Questions
[a] Which credentials does the text about Paul Yanick Jr. say he holds? List each one.
[b] Retype the text about Paul Yanick Jr., starting at "Another website presents" and ending at "issued by himself.".

··· Excerpt to read ···

Paul Yanick Jr. is the president of the American Academy of Quantum Medicine (AAQM), which is said to “promote the study of the bioelectrical and bioresonance systems and subsystems in the human body with the purpose of correlating appropriate therapeutic protocols that promote the human body’s own self-healing and self regeneration capacities.” In other words, no. No address is registered for the AAQM, except that it’s a “Nevada, tax exempt organization”. The organization is discussed here.
Another website presents Yanick as “an expert in the emerging [i.e. imaginary] field of Quantum Medicine, with over thirty years of extensive clinical experience.” He is also “a board-certified naturopath,” and a “CNC”, which stands for “Certified Nutritional Consultant,” a worthless crackpot certification issued by the American Association of Nutrition Consultants (described in some detail here). Indeed, he is also a “C.Q.M.,” which seems to mean “certified in quantum medicine,” and is probably issued by himself.

··· Data provided ···

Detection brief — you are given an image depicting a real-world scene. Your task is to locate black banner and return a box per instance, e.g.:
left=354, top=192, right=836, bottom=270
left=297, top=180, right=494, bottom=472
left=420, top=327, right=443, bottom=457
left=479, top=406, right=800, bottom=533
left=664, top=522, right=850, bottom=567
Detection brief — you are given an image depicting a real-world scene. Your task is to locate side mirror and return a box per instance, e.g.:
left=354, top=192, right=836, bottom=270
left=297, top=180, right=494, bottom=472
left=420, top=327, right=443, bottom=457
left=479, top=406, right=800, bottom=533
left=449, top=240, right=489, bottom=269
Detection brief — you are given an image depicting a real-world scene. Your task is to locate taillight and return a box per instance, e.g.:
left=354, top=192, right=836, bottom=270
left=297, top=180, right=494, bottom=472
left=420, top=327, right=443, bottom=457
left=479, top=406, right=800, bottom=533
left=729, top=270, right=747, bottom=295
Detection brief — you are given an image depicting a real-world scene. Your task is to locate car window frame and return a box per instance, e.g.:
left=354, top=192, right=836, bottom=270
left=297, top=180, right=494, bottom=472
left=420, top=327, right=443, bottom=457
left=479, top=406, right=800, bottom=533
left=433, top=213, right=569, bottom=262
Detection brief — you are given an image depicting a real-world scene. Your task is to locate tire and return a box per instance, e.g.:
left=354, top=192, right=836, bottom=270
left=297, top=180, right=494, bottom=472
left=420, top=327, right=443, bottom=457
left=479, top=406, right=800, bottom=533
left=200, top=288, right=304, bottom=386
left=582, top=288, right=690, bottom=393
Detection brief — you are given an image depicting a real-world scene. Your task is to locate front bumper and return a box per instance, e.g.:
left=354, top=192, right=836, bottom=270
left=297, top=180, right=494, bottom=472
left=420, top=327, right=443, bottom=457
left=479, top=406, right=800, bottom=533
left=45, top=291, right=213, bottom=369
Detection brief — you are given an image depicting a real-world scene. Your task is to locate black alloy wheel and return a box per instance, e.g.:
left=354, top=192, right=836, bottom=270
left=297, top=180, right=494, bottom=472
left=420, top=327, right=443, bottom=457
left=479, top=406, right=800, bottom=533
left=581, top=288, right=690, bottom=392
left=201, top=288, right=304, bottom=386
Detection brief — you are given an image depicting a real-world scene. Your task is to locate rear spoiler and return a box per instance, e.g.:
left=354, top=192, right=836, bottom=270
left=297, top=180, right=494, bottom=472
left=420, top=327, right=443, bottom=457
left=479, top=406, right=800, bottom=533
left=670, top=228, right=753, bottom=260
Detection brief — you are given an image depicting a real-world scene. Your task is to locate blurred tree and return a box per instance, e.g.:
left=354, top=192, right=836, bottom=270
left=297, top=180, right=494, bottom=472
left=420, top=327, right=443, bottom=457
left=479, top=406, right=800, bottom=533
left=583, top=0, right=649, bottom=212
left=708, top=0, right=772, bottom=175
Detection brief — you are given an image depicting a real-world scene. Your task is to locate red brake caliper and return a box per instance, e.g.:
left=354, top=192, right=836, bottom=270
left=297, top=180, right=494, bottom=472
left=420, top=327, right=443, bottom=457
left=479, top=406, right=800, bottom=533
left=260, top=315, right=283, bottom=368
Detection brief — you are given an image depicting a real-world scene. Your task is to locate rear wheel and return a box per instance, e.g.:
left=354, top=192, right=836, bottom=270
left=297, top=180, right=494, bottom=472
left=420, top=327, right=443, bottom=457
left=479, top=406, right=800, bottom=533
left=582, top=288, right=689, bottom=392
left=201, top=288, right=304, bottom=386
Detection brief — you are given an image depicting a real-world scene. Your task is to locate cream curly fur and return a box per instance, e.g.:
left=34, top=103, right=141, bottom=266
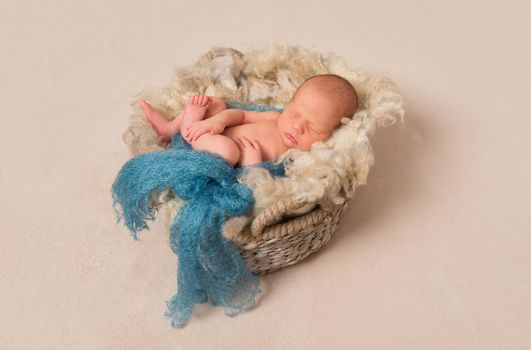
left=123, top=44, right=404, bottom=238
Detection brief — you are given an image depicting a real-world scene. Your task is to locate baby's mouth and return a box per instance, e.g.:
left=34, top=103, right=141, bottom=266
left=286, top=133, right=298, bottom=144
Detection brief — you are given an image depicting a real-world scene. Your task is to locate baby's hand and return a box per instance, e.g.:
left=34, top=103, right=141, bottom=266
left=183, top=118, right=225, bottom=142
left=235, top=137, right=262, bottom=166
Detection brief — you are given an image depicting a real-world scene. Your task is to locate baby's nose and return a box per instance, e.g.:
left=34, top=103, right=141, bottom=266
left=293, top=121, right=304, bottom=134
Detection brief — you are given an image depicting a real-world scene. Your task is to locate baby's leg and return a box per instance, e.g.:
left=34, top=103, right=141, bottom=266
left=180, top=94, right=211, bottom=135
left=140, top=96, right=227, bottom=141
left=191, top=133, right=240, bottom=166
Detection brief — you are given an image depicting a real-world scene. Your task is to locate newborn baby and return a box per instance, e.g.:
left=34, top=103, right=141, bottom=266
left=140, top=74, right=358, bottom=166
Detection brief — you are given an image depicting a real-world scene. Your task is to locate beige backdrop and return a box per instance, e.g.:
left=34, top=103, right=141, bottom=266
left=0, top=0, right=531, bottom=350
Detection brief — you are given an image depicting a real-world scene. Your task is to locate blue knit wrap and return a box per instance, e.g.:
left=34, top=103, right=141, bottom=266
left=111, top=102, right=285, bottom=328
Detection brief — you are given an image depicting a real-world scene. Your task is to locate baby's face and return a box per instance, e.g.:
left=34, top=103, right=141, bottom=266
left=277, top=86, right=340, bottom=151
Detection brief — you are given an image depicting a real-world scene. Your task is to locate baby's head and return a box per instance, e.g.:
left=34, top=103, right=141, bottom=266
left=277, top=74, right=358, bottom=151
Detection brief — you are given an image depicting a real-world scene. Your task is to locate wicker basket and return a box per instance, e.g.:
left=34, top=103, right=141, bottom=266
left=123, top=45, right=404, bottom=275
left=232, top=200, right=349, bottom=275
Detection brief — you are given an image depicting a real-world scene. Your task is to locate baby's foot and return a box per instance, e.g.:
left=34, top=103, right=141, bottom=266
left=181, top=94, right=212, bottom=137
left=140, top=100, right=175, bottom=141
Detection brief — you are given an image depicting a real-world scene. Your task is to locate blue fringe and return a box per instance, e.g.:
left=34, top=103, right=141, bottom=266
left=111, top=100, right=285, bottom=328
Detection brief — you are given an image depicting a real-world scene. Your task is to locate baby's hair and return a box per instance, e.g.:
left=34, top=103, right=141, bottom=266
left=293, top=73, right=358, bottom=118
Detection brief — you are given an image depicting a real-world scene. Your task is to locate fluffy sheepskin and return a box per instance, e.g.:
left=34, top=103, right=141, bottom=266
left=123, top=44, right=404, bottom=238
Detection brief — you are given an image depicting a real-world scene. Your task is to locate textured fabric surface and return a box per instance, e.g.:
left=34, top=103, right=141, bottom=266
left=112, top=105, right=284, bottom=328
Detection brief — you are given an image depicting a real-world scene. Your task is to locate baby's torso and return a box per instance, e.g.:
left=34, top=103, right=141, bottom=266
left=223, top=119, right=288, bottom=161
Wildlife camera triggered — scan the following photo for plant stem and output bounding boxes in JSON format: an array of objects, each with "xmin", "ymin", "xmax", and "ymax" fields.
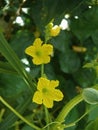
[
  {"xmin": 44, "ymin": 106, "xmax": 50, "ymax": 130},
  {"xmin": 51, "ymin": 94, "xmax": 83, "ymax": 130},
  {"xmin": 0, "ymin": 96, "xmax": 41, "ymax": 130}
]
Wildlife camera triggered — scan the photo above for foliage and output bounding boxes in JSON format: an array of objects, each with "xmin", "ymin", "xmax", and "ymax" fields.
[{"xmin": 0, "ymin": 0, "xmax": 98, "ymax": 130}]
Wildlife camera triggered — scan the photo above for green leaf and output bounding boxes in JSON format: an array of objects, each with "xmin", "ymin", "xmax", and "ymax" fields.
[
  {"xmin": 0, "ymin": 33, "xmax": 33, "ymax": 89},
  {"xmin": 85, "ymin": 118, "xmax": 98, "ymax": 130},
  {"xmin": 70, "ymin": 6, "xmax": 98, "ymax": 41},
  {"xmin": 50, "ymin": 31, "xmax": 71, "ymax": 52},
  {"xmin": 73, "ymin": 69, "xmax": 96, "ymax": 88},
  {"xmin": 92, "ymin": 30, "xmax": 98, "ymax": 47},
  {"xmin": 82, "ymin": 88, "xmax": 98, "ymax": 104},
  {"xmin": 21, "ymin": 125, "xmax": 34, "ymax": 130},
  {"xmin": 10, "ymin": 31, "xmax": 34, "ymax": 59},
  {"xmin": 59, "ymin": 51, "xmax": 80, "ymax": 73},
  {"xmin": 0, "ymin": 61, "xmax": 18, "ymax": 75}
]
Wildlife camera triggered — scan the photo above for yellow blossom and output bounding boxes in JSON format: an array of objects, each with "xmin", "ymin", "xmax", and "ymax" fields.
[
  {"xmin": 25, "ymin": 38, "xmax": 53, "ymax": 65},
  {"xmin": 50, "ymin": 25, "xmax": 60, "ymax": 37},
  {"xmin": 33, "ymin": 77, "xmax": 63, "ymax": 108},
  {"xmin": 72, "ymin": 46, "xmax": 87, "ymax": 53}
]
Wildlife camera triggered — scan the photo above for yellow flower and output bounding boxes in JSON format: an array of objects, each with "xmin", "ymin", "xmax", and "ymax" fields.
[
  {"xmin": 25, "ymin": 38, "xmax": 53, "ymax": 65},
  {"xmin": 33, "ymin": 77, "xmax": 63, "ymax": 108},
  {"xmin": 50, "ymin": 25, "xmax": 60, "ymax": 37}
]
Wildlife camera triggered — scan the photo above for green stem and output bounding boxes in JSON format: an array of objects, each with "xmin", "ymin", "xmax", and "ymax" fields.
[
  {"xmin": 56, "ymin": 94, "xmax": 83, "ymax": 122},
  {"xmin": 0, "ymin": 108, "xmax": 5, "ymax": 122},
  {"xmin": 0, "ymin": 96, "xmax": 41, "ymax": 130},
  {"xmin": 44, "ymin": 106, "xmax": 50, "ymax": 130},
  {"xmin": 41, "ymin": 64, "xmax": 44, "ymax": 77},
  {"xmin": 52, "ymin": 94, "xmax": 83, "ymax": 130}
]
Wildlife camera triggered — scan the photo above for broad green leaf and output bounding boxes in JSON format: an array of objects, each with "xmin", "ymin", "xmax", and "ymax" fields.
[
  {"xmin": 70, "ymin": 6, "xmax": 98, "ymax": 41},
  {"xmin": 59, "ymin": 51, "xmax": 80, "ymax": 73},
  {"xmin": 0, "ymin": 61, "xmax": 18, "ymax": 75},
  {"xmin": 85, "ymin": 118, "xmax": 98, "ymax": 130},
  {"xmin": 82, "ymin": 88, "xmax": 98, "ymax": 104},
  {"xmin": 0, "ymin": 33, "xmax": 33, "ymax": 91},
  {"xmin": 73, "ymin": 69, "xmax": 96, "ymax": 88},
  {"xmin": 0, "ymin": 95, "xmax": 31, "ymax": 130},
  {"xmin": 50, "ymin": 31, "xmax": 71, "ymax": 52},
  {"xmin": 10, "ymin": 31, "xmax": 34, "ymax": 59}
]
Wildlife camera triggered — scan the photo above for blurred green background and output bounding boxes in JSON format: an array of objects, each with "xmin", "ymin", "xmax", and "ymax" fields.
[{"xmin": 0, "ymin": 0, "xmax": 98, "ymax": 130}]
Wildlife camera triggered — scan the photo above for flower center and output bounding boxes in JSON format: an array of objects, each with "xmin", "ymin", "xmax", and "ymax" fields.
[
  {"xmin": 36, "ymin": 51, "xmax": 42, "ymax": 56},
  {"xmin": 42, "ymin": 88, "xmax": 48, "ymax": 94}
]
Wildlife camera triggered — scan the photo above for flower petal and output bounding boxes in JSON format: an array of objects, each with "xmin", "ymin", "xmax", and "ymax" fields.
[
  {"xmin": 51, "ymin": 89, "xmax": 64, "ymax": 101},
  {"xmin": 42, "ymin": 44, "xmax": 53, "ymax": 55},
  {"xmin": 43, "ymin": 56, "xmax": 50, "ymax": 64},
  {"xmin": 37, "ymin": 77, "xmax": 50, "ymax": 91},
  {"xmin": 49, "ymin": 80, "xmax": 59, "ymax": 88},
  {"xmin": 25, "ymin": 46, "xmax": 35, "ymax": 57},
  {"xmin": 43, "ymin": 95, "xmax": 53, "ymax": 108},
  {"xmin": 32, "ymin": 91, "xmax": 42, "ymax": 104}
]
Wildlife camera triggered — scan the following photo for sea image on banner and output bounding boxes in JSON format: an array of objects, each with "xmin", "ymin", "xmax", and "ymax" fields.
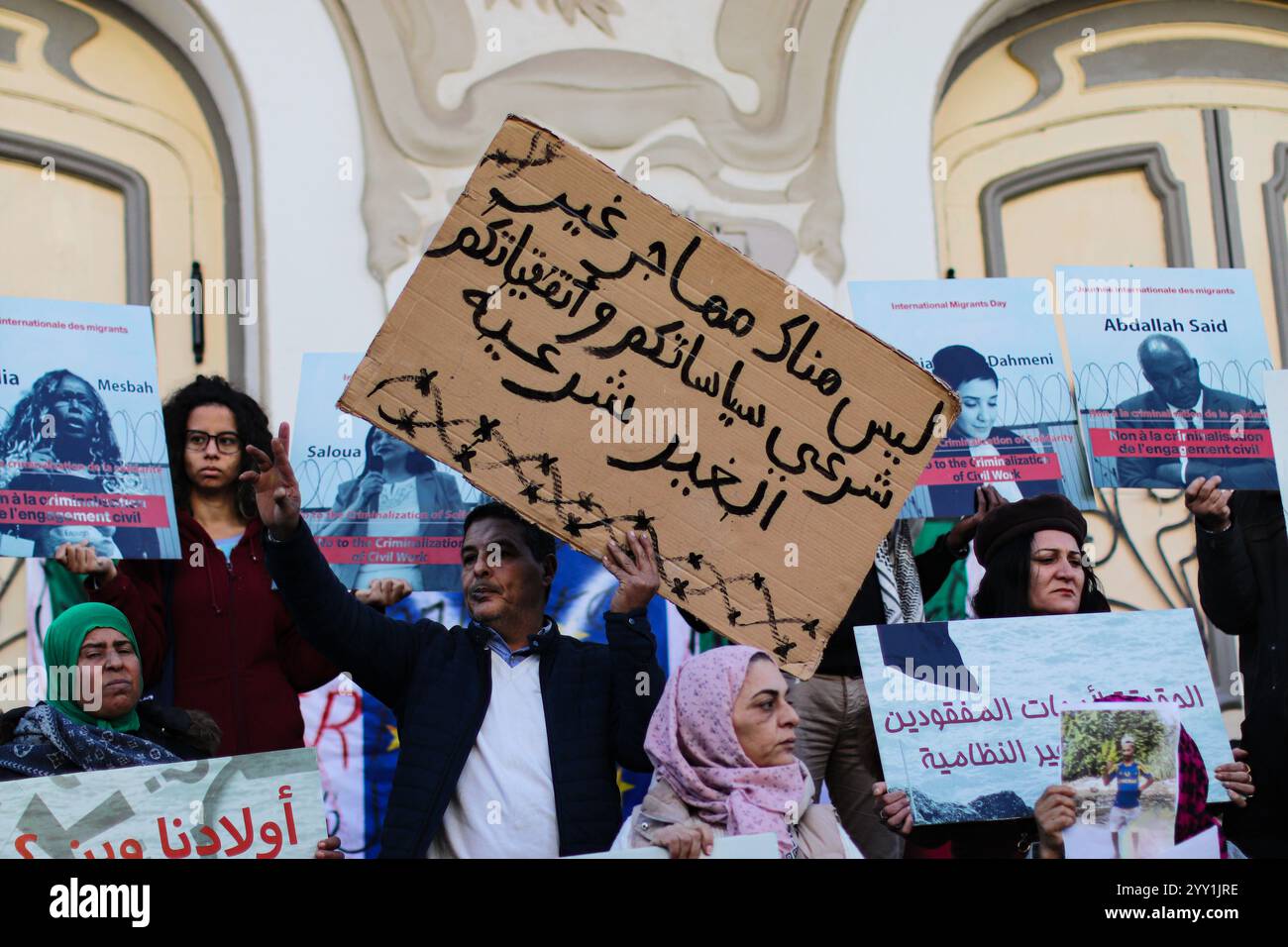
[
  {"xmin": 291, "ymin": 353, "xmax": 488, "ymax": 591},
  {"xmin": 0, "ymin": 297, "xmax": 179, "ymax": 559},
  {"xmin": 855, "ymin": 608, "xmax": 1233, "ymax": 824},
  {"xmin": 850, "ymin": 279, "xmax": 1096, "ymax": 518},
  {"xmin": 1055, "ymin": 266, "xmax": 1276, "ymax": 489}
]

···

Solutions per task
[a]
- Board-certified naturopath
- CNC (Certified Nutritional Consultant)
- C.Q.M.

[b]
Another website presents Yanick as “an expert in the emerging [i.e. imaginary] field of Quantum Medicine, with over thirty years of extensive clinical experience.” He is also “a board-certified naturopath,” and a “CNC”, which stands for “Certified Nutritional Consultant,” a worthless crackpot certification issued by the American Association of Nutrition Consultants (described in some detail here). Indeed, he is also a “C.Q.M.,” which seems to mean “certified in quantum medicine,” and is probably issued by himself.